_本题任务_
在下列条目中找出所有含有字符串“groom”的行，并将这些行逐一照录下来。

_给定数据_
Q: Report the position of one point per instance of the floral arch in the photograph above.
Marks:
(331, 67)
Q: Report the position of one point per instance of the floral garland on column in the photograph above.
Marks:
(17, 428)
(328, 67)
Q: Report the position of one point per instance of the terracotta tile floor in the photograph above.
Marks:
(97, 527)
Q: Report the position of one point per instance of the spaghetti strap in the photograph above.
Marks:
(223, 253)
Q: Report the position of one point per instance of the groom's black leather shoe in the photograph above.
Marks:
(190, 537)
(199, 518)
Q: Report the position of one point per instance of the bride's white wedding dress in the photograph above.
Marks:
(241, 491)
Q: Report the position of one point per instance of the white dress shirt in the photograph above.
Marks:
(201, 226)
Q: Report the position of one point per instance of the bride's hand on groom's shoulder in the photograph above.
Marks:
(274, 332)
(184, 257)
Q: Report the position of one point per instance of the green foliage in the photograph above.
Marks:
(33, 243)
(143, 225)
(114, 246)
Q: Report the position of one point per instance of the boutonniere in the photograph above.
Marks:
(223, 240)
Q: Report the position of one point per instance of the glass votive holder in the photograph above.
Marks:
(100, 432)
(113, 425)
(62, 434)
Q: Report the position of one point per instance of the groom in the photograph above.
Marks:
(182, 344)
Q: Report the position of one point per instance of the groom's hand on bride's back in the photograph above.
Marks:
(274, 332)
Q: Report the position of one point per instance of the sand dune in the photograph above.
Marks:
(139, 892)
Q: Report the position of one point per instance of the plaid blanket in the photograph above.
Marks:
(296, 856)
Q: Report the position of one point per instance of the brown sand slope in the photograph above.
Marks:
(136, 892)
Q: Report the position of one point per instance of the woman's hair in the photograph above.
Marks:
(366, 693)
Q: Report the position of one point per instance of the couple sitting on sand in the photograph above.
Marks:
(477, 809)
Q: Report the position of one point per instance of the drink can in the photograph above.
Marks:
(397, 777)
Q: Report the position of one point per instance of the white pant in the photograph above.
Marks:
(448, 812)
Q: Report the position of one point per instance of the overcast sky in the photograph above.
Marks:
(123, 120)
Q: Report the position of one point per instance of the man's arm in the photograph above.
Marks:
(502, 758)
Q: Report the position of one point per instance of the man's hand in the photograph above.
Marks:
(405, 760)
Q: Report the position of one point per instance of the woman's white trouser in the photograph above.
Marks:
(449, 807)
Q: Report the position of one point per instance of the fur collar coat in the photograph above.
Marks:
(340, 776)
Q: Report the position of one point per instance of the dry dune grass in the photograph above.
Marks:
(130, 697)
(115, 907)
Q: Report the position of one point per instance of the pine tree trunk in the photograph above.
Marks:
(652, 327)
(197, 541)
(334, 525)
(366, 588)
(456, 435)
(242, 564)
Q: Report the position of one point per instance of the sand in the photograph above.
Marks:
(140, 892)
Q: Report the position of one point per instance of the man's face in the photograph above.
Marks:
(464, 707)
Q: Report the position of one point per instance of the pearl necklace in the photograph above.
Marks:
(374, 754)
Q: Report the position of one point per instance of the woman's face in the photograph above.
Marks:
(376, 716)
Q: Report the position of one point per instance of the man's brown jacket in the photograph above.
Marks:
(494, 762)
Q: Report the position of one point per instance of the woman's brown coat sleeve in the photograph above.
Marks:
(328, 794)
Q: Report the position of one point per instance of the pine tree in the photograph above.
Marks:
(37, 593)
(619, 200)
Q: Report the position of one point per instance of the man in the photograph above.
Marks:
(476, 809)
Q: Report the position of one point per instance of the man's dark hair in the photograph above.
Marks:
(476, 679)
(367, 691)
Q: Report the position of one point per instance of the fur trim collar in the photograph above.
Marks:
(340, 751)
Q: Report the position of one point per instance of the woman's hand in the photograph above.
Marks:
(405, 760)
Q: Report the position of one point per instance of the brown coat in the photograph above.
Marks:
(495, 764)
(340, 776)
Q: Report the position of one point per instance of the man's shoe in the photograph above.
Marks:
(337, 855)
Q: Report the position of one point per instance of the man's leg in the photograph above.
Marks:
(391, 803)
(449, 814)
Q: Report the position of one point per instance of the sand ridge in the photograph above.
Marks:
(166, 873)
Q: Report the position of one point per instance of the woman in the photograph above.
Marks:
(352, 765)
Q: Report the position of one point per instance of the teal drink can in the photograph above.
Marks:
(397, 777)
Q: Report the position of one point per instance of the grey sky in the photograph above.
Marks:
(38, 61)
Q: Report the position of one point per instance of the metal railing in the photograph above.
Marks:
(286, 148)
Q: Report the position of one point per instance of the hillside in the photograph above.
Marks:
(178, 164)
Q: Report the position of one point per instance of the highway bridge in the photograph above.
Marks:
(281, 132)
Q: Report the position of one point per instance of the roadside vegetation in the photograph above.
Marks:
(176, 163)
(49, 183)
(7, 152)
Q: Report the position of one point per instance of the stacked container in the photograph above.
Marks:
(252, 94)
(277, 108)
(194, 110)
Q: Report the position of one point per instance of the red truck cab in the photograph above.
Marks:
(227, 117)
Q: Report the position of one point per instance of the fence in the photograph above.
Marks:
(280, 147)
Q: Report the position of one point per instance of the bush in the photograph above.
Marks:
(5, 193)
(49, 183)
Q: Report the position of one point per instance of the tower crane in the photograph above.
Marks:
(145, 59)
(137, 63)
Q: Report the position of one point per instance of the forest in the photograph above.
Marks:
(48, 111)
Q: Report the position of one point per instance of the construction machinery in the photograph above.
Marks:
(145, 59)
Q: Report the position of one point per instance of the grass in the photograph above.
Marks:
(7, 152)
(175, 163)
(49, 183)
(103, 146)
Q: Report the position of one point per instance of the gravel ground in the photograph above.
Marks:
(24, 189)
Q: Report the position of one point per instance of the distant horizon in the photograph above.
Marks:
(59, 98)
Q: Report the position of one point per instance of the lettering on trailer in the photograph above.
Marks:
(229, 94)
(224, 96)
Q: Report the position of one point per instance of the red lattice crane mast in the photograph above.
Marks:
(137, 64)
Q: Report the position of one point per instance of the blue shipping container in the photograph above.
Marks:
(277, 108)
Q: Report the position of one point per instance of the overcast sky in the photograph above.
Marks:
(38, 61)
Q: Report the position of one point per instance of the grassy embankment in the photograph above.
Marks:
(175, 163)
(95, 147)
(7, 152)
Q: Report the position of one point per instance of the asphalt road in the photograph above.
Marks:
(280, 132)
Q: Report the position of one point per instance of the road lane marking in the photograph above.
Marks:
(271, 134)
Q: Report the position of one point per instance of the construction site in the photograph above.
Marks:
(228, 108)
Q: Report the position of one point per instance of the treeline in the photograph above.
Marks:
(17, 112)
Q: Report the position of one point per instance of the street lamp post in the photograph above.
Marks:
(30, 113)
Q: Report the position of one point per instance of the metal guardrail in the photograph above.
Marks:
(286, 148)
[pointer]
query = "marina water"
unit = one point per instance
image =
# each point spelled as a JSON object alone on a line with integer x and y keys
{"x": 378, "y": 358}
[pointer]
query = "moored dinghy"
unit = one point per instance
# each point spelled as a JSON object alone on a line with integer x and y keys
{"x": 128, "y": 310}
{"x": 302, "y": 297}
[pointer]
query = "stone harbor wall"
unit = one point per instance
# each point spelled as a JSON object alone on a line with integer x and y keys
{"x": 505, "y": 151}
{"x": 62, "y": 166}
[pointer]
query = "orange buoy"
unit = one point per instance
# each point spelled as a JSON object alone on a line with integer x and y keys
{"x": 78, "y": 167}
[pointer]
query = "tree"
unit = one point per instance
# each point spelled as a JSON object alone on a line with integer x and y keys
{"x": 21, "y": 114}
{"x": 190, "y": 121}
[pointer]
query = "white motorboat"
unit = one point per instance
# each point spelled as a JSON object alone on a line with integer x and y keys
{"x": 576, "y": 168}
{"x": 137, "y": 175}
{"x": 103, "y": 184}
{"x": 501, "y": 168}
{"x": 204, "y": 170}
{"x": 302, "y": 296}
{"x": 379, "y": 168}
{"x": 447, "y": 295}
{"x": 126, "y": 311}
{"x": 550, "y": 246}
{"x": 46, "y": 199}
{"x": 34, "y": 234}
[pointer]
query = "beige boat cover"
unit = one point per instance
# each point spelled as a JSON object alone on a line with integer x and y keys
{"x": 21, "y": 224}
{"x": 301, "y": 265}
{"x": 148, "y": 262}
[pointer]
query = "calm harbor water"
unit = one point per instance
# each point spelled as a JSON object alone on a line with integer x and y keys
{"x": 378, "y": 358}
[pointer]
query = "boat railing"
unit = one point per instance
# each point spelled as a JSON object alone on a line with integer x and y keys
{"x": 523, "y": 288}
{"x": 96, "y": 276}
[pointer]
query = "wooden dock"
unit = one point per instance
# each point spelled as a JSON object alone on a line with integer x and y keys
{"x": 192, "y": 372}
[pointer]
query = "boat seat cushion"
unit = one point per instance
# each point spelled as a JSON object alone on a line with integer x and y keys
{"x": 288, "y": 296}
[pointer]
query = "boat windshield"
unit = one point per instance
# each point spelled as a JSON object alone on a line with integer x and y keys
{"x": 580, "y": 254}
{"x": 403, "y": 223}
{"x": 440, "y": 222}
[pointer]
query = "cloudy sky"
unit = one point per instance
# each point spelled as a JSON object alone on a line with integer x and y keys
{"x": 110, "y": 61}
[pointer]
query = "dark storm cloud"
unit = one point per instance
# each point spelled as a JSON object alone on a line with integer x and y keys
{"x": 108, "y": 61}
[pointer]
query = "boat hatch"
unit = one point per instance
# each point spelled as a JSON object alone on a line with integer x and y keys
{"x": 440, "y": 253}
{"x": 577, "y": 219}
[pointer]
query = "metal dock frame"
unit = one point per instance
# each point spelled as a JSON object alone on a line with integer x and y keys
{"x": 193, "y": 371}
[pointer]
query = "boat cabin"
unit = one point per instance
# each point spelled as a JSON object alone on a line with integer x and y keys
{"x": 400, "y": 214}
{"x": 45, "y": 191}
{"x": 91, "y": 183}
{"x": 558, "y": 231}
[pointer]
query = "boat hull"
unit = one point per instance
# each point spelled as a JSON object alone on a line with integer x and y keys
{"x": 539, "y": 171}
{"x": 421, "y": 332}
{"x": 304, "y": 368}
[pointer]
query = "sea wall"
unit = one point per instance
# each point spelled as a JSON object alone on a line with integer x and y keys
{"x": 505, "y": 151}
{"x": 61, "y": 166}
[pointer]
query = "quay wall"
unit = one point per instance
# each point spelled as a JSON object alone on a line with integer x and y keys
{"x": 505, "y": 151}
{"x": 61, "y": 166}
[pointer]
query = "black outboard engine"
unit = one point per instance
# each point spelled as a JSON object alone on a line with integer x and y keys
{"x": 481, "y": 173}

_完整解答_
Q: Report the position of one point per instance of the groom's black leather shoe in the photograph above.
Q: Report the position of one point per instance of the bride's hand on groom's shoulder in the photograph above.
Q: Report the position of one point per instance of the groom in the photograph above.
Q: Report the position of one point per instance of the groom's hand on bride's back in the photograph above.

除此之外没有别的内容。